Problem details: Pictures don't belong in the copy. Set down the lines from the one containing "Query: asphalt surface" through the last line, exactly as they are.

Dataset excerpts:

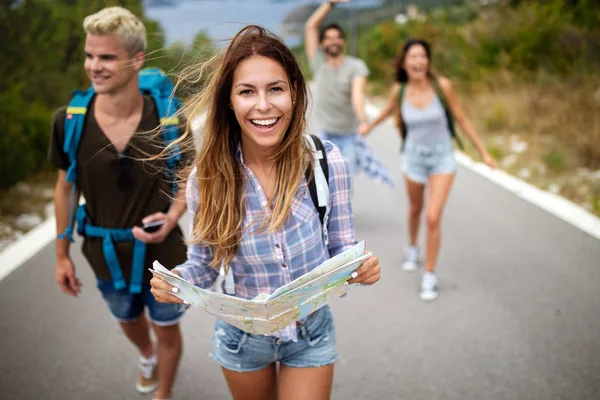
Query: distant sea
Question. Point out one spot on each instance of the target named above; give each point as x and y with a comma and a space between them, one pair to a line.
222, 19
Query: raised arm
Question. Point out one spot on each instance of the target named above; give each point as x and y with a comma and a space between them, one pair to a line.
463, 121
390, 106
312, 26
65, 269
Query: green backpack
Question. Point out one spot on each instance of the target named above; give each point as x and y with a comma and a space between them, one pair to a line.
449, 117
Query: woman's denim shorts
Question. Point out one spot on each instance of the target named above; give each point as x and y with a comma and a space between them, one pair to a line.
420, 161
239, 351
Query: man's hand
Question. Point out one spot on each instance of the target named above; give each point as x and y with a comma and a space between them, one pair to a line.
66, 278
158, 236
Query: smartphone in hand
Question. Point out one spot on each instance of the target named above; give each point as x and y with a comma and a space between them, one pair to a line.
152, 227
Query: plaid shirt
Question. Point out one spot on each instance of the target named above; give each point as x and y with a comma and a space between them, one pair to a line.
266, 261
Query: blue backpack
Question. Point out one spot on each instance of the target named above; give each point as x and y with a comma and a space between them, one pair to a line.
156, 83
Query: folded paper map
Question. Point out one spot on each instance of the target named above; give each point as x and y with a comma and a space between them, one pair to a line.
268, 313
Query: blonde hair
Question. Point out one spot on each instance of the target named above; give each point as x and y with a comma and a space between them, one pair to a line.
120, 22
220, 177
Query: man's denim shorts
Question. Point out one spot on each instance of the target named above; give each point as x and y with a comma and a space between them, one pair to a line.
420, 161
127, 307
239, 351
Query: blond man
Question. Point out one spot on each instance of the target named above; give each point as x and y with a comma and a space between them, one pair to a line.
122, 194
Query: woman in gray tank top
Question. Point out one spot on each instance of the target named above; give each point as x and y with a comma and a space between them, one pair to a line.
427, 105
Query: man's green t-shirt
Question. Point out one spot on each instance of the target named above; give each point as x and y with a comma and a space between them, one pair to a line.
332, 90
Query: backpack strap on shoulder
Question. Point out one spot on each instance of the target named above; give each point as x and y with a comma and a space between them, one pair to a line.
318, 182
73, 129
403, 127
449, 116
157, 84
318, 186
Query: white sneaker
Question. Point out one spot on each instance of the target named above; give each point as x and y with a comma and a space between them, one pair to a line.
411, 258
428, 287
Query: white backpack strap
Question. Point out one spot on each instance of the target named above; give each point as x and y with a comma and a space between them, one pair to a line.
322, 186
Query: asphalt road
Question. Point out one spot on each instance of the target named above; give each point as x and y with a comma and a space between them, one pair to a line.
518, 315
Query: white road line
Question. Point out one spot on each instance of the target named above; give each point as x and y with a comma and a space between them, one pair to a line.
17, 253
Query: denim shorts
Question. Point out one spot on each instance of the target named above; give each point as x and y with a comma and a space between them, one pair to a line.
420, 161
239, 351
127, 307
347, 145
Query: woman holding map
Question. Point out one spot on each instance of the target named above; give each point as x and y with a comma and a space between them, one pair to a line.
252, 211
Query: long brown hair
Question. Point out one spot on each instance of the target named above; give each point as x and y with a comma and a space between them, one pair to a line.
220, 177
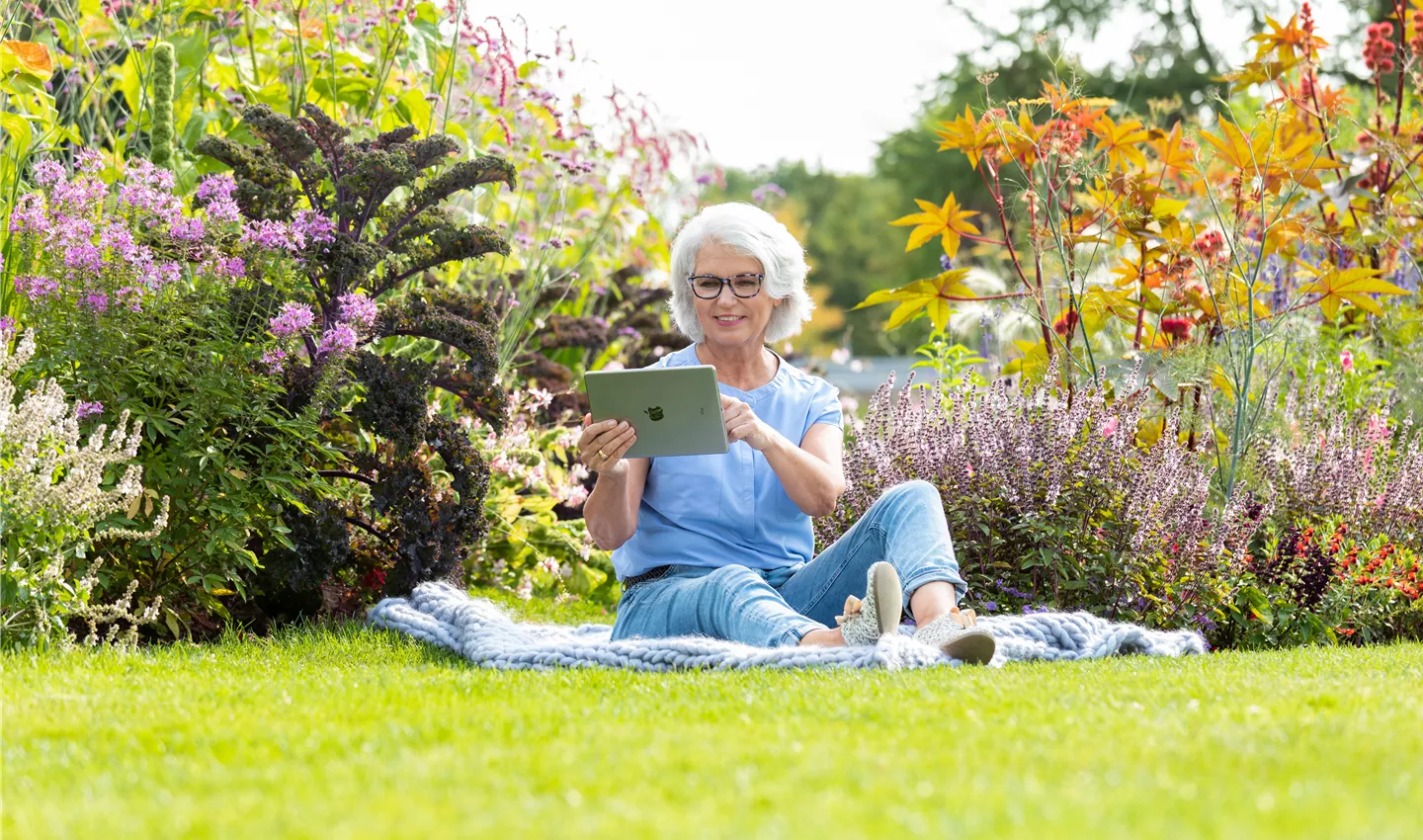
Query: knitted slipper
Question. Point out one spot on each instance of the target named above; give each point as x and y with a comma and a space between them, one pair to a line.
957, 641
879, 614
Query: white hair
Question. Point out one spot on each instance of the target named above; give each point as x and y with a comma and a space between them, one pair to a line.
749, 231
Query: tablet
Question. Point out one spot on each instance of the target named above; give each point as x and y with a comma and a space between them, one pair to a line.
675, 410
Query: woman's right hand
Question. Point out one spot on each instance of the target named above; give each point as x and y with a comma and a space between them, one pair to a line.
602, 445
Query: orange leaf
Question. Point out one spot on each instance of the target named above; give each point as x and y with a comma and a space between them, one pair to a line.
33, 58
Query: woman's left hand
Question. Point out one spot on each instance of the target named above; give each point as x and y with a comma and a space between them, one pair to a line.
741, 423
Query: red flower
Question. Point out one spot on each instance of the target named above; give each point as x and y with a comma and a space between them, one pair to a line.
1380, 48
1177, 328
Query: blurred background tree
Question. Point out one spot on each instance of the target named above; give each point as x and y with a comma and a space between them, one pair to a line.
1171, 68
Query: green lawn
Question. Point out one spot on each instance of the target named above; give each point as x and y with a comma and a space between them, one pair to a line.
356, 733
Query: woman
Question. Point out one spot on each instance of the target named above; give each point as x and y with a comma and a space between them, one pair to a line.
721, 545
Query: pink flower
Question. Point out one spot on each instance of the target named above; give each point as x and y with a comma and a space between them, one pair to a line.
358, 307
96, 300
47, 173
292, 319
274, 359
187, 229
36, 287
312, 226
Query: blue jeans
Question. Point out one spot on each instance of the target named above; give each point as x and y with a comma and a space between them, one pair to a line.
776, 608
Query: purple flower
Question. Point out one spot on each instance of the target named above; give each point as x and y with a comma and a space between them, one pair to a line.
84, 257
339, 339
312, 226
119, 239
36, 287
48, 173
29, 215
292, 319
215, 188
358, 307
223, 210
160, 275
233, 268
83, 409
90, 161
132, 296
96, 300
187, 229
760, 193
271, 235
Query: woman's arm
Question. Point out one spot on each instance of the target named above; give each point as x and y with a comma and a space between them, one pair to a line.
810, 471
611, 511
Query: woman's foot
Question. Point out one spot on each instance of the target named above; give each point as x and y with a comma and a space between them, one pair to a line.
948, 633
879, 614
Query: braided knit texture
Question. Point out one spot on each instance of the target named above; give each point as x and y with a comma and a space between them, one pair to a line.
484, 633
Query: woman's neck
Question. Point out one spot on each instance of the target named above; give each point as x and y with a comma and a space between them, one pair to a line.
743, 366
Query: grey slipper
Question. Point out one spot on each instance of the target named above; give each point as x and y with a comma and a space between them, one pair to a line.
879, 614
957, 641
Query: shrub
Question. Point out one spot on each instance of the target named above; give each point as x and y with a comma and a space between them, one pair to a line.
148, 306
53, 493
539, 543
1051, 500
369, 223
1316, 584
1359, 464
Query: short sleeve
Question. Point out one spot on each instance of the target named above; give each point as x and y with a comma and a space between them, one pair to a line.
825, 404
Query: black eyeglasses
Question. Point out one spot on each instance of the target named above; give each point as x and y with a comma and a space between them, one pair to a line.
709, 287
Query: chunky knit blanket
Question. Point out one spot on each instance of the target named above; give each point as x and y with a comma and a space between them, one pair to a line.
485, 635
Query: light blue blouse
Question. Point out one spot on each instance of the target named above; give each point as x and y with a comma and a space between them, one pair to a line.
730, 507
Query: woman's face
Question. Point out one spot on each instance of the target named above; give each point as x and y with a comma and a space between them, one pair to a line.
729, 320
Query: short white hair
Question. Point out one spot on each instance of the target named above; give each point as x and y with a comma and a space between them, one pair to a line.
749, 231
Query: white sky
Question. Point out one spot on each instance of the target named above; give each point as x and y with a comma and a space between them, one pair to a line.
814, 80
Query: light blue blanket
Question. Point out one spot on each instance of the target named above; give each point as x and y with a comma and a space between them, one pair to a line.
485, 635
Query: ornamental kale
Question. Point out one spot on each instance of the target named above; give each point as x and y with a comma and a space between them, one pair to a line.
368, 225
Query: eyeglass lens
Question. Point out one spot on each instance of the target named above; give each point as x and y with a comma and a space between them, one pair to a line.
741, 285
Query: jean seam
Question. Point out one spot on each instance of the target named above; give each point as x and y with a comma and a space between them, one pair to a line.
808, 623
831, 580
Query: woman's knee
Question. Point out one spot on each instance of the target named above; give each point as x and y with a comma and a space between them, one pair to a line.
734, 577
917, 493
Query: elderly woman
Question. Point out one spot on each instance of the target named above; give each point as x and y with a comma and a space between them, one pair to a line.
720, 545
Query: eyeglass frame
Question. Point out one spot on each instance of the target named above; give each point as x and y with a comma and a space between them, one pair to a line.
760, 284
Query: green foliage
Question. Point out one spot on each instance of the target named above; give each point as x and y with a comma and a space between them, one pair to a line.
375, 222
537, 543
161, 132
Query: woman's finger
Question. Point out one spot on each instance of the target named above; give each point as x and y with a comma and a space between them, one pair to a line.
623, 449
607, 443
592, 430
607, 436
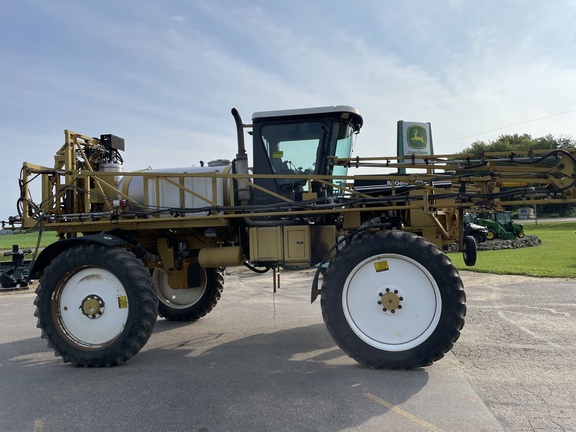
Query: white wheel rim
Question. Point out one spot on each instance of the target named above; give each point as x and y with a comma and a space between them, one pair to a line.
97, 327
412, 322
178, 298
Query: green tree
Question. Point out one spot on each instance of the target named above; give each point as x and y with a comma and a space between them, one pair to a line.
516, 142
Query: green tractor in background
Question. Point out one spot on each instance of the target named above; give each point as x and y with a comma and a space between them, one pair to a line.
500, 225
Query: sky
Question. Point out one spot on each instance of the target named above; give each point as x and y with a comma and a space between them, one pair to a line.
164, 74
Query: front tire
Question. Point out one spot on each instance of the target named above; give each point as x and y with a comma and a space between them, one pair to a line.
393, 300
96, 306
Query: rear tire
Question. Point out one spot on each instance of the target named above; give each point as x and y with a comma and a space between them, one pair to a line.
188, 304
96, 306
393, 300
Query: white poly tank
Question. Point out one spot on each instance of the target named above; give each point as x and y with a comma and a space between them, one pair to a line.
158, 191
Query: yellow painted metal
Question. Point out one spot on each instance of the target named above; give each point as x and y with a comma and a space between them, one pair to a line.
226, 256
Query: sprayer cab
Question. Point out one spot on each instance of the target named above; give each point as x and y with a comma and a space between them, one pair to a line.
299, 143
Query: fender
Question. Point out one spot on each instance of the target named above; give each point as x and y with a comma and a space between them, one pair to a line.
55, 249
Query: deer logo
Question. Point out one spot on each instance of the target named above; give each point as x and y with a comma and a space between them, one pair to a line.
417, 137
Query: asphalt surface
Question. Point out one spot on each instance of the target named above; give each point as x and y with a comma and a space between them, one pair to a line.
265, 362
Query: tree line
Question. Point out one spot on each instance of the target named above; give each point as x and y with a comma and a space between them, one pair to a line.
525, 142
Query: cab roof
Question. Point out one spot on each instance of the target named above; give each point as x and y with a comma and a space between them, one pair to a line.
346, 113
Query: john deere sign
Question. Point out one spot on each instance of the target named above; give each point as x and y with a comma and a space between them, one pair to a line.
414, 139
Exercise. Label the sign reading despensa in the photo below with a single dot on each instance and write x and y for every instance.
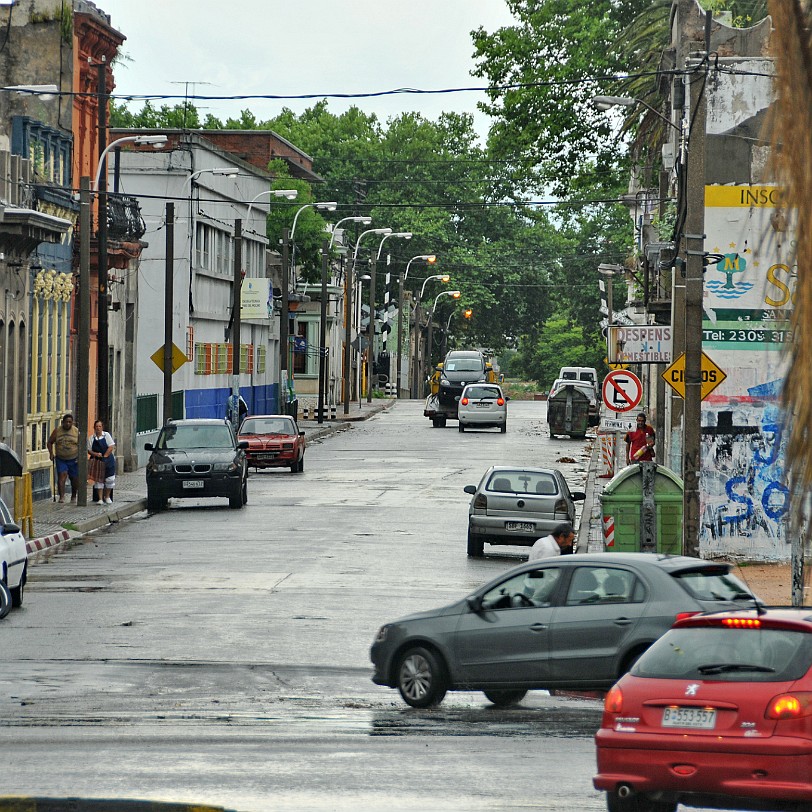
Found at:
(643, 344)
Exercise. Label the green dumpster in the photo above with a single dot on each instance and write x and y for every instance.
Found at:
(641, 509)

Full solution:
Query: asphalt surface
Question. Point out one spot on each instance of the target named above; give each point as x and y with a comma and a space between them, one pair to a line.
265, 362
Query: tree line
Question. Point out one spot on each instance of the target named above; give each point as x and y with a comma and a space between them, one pair to a line.
525, 142
Query: cab roof
Question. Point out one spot on each instance of the target named above; give each point as x and y with a comma and a space between them, one pair to a line.
346, 113
Query: john deere sign
Question. Point out one spot on each instance of the target named above; give each point as x and y with a comma and a space between them, one pair to a line.
414, 139
Exercise. Label the sign reading despensa in the photo below with a single dot on each instance and write x and y for every instance.
Found at:
(643, 344)
Exercise. Label the green dumpster in the photo above with a single dot on each instance and write x and y for every instance.
Found at:
(641, 509)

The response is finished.